- _Task instructions_
A. Answer these questions from the passage on ESD protection:
(i) What range of pulse widths does the passage give for ESD discharges?
(ii) In what kind of facilities do IC manufacturing and assembly take place?
(iii) Which interfaces of the chip do the on-chip protection circuits shield?
B. Pull out every line of the entries that contains the string "bride", matching case exactly.

- _Selected text_
=======

ESD protection strategies for monolithic systems-on-chip
Failures caused by electrostatic discharges (ESD) are an ongoing concern for the semiconductor industry. ESD events can affect electronic products at any point during manufacturing and assembly, and during transportation and use of the product. ESD discharges happen in a very short timeframe (pulse widths ranging from below 1ns to 200ns, and rise times from below 200ps to 10ns). In this short period of time, excess currents in the order of 0.1 – 10A might run through the IC and package, damaging the chip by causing metal interconnect burnout or gate oxide breakdown.
Not surprisingly, the industry is heavily committed to safeguard electronic products, focusing on both prevention and protection. To prevent ESD events as much as possible, IC manufacturing and assembly happen in ESD-controlled facilities, where appropriate materials are being used, and operators and equipment are properly grounded. Prevention is complemented by adding on-chip protection circuitry. These circuits shield the chip’s input and output interfaces (I/O) that connect the chip to the outside world. When an ESD event hits the chip, these circuits ensure a safe, low-resistive discharge path to the ground, while limiting voltages to a safe level.

=======

- _Location annotation dataset excerpts_
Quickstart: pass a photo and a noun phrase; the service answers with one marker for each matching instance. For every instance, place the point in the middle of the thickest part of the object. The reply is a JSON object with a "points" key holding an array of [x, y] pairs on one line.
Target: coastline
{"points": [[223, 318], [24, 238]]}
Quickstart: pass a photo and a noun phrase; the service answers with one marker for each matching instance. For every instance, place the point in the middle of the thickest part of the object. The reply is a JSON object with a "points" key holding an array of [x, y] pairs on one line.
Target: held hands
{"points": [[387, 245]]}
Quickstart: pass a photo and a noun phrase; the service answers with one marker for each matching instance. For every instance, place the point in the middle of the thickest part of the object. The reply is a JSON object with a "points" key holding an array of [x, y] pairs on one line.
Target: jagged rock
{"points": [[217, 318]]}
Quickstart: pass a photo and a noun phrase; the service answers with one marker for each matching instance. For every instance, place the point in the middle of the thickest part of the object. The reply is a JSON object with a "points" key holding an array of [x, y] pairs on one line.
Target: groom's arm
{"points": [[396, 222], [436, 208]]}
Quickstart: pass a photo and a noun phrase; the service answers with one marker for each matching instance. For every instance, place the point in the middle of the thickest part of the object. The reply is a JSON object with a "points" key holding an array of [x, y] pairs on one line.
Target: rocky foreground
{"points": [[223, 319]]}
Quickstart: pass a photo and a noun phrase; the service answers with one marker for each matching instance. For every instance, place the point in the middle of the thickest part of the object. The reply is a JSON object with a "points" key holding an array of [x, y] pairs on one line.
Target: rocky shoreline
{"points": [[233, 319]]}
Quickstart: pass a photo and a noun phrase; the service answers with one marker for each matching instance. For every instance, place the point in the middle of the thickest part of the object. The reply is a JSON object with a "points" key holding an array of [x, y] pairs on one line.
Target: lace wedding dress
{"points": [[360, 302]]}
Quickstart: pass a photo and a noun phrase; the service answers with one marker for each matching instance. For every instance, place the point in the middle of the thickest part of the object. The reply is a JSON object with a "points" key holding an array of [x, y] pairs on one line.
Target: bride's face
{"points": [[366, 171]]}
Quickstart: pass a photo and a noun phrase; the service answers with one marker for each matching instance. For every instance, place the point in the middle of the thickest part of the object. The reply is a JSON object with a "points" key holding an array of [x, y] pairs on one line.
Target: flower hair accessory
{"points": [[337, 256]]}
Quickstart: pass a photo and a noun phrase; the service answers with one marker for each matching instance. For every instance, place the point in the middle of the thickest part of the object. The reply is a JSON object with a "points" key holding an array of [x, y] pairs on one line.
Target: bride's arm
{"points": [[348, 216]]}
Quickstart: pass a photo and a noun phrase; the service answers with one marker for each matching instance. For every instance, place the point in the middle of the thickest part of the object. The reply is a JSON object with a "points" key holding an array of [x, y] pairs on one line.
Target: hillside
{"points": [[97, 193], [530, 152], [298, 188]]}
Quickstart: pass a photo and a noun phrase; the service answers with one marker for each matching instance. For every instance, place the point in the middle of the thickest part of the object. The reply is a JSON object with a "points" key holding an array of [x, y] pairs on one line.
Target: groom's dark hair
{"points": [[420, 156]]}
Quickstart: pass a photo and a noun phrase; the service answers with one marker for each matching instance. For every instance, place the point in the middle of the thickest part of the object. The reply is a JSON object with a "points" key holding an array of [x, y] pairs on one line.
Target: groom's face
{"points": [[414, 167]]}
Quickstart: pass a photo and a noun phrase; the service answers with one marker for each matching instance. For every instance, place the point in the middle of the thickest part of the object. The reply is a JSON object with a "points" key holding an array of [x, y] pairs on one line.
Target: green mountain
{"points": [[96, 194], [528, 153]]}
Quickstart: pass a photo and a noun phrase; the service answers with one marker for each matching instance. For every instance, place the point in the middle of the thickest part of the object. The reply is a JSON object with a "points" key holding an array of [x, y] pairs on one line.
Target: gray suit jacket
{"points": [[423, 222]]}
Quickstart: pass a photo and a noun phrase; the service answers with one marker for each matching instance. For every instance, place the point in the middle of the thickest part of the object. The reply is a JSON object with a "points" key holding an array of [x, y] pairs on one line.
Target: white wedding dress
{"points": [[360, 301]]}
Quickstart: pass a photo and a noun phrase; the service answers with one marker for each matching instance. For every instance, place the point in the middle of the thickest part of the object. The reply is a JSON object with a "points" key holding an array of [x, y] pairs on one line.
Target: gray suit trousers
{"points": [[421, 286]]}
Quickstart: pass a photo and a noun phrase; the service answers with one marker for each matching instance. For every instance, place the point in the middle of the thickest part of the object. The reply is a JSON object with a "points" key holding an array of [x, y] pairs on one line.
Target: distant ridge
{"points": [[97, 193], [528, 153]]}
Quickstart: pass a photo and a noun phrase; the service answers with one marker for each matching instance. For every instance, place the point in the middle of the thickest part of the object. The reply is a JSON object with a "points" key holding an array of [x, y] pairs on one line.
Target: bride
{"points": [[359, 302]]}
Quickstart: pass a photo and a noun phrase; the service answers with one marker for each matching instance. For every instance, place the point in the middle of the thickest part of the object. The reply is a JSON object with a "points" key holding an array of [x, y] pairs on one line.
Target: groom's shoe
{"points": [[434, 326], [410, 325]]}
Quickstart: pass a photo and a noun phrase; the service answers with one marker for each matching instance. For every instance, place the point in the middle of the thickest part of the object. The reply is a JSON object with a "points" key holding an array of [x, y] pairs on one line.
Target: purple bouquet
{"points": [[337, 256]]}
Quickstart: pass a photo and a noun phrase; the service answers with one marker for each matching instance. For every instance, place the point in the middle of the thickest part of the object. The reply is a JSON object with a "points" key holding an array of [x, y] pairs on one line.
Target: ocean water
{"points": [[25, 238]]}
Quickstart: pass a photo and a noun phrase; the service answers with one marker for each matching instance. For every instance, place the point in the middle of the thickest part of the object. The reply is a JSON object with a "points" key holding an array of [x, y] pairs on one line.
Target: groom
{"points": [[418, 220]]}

=======

- _Exercise responses_
A.
(i) From below 1ns to 200ns.
(ii) ESD-controlled facilities.
(iii) The chip's input and output interfaces (I/O), which connect the chip to the outside world.

B.
Target: bride's face
Target: bride's arm
Target: bride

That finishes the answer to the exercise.